#### [Point annotation data]
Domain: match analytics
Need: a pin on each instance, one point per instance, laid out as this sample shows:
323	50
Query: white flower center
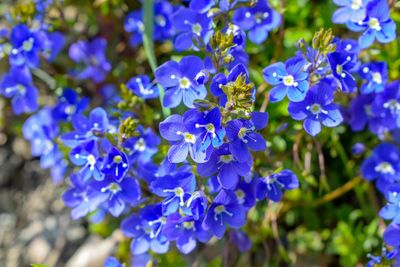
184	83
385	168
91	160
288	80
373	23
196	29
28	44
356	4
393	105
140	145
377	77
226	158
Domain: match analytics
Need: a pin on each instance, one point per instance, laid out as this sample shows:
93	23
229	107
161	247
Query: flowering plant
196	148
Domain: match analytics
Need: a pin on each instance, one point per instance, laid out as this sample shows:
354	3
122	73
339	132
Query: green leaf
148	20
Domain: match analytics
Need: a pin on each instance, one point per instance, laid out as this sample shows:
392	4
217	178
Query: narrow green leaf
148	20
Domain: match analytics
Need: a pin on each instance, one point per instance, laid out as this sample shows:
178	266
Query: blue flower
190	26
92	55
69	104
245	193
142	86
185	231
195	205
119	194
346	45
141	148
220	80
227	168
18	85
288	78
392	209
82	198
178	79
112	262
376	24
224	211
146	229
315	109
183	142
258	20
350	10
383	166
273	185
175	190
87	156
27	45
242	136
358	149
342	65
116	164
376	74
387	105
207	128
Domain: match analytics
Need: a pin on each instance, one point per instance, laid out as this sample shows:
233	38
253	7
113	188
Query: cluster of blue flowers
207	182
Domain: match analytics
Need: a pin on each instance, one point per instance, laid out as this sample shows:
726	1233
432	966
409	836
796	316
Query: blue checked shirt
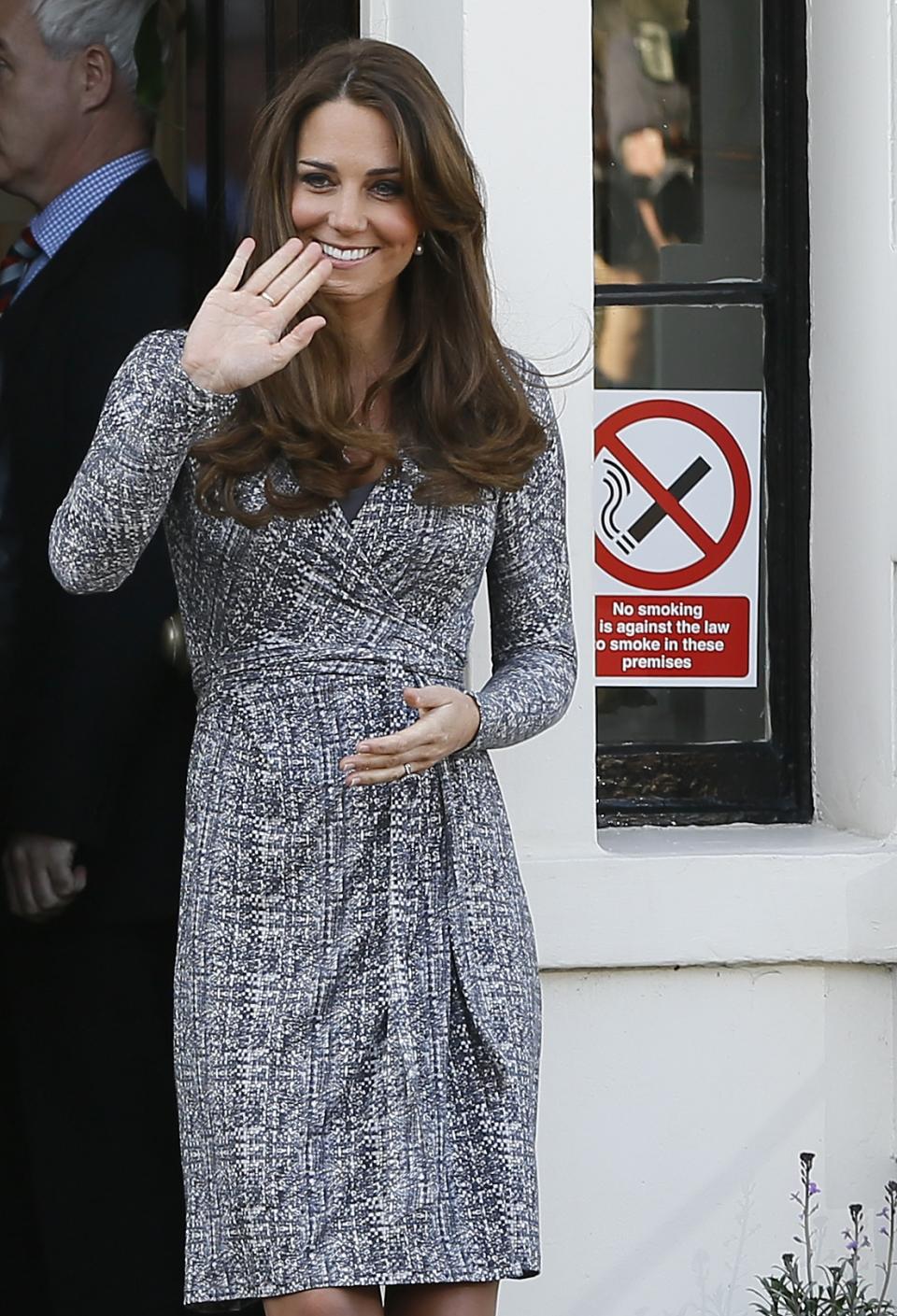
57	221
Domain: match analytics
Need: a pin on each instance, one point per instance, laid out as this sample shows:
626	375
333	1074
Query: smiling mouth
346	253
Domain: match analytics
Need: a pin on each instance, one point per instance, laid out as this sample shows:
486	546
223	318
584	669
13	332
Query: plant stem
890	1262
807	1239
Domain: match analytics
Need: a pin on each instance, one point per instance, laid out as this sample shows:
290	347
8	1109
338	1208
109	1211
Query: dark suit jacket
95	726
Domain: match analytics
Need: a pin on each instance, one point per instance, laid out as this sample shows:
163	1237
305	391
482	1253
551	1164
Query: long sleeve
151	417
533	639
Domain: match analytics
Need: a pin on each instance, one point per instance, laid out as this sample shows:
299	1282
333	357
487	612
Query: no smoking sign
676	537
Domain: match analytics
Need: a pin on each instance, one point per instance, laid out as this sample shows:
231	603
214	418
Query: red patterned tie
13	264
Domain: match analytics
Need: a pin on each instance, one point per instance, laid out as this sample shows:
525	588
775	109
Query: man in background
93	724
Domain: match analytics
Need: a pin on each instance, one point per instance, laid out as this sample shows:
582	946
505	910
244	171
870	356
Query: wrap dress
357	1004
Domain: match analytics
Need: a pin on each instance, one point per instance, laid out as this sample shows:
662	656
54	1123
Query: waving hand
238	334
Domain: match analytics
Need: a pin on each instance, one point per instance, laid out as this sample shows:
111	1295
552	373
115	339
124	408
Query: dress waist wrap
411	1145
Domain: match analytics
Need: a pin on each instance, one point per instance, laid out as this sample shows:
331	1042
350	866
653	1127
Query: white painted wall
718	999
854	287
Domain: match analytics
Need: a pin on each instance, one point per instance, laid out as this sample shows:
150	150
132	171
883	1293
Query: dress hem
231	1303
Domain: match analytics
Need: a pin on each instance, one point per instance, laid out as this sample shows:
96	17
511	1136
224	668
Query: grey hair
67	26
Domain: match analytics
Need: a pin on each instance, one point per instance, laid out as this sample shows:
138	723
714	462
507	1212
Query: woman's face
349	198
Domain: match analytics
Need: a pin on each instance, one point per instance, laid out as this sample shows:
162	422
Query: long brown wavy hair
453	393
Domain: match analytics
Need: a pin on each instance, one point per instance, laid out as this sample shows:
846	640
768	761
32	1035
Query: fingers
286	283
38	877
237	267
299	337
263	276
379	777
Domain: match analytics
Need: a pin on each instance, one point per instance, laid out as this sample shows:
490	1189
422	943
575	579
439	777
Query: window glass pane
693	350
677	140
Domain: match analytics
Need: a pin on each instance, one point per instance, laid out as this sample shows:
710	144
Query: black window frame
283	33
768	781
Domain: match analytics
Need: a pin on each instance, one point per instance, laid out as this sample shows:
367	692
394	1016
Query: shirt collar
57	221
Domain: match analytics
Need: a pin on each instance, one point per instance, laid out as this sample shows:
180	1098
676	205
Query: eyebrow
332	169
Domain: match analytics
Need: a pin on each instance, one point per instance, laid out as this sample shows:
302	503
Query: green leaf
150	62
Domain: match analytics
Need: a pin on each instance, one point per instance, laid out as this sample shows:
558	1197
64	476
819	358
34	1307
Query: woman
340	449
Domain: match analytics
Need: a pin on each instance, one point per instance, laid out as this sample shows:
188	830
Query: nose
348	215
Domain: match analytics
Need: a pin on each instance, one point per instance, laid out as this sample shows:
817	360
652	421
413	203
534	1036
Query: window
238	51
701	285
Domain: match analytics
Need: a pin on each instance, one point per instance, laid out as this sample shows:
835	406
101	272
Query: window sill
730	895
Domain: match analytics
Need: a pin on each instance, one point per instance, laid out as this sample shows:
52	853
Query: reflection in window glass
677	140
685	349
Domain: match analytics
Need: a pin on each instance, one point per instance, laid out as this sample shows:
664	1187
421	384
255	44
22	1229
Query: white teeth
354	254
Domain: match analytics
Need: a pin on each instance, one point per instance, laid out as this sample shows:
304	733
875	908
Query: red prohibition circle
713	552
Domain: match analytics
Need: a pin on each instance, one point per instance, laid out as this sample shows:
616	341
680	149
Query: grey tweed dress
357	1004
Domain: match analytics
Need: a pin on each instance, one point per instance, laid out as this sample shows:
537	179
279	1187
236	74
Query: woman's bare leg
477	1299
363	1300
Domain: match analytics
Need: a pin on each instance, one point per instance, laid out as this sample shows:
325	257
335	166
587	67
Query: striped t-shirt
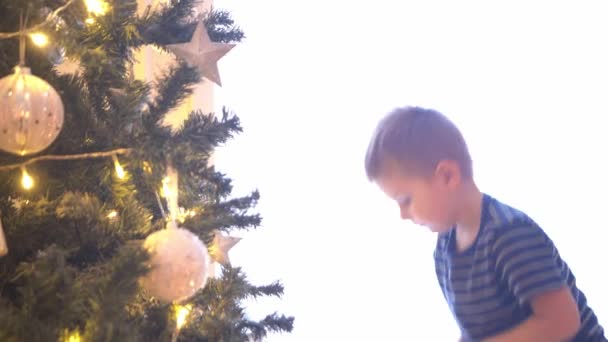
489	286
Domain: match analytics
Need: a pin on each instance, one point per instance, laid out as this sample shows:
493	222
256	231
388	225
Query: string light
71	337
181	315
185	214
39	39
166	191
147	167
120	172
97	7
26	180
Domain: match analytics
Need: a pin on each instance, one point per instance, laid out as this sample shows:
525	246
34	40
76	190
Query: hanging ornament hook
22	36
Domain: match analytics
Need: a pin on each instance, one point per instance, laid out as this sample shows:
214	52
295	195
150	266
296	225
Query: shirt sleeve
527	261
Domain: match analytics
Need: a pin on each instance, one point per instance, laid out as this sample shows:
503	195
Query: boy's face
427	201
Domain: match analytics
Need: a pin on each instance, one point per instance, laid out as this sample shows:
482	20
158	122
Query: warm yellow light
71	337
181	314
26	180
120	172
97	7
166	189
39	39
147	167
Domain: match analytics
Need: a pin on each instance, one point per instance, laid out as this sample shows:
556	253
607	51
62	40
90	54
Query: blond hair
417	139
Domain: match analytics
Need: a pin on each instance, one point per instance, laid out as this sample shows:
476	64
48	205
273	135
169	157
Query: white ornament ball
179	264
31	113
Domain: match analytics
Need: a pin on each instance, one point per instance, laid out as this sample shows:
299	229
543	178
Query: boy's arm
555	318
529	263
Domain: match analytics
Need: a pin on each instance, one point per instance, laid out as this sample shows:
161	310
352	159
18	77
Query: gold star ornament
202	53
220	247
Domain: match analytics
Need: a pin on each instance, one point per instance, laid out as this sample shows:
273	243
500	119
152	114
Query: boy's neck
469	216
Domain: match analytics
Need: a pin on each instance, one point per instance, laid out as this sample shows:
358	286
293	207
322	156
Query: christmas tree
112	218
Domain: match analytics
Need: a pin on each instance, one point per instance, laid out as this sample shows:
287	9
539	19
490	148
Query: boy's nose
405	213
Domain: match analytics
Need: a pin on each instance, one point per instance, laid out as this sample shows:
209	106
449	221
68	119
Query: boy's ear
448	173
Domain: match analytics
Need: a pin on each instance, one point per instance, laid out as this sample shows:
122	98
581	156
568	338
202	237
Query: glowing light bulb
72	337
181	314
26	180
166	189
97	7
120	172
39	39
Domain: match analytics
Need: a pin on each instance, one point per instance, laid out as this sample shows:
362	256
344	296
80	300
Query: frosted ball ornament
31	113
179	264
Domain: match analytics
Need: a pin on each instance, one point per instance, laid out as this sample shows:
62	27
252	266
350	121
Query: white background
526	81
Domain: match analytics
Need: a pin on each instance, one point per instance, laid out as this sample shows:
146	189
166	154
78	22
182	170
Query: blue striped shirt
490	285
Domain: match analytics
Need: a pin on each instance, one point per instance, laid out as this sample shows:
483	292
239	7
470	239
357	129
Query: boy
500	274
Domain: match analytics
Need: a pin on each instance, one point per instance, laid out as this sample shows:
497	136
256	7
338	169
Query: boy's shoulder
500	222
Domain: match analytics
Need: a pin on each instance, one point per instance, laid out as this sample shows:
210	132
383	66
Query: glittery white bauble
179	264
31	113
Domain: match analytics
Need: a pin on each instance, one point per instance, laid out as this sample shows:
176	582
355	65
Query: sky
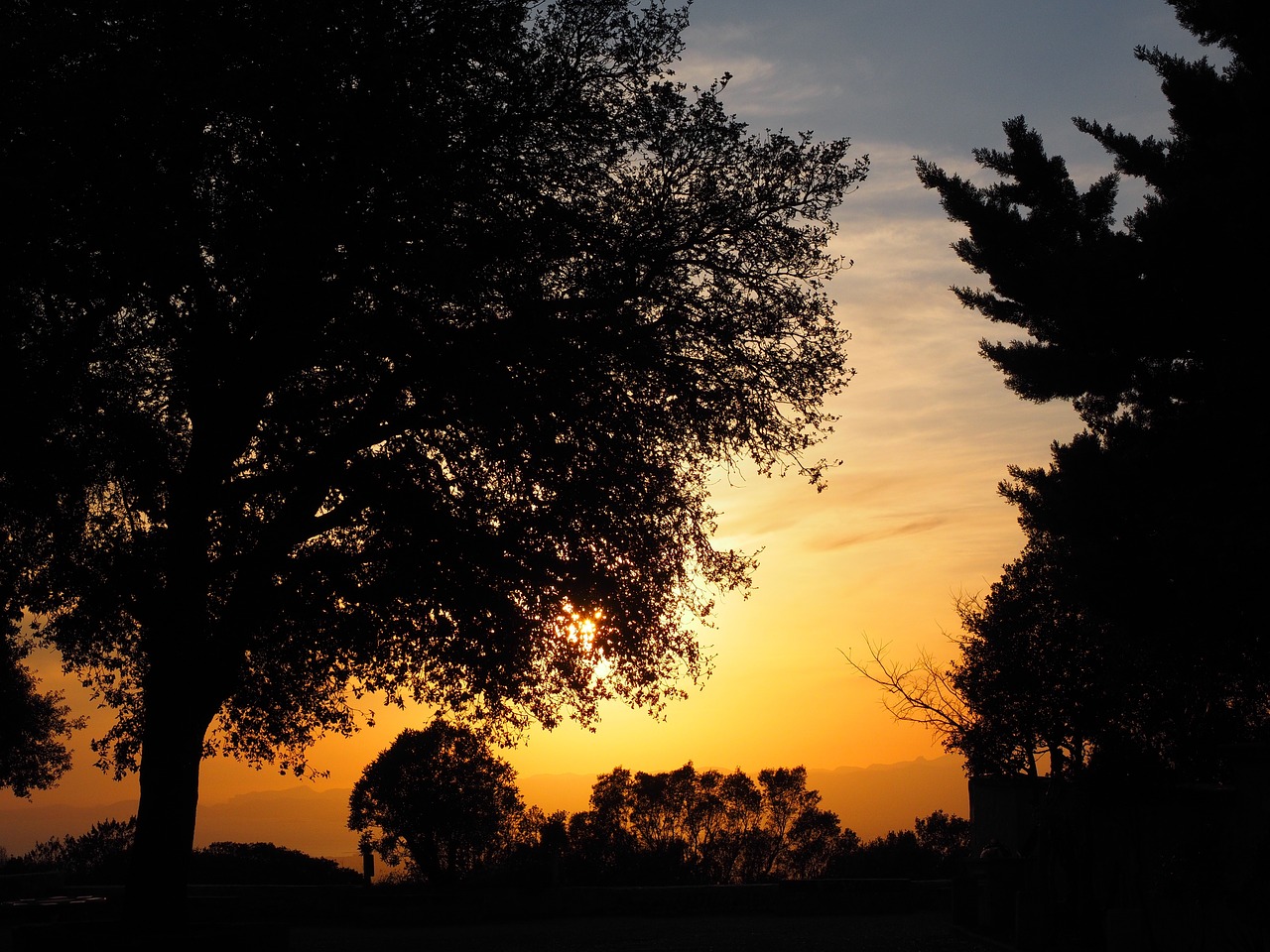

#### [Written exercise]
Copy out each line of the data above that contains the string "sleeve". Case matters.

#### [Task result]
Query: long sleeve
Query: shirt sleeve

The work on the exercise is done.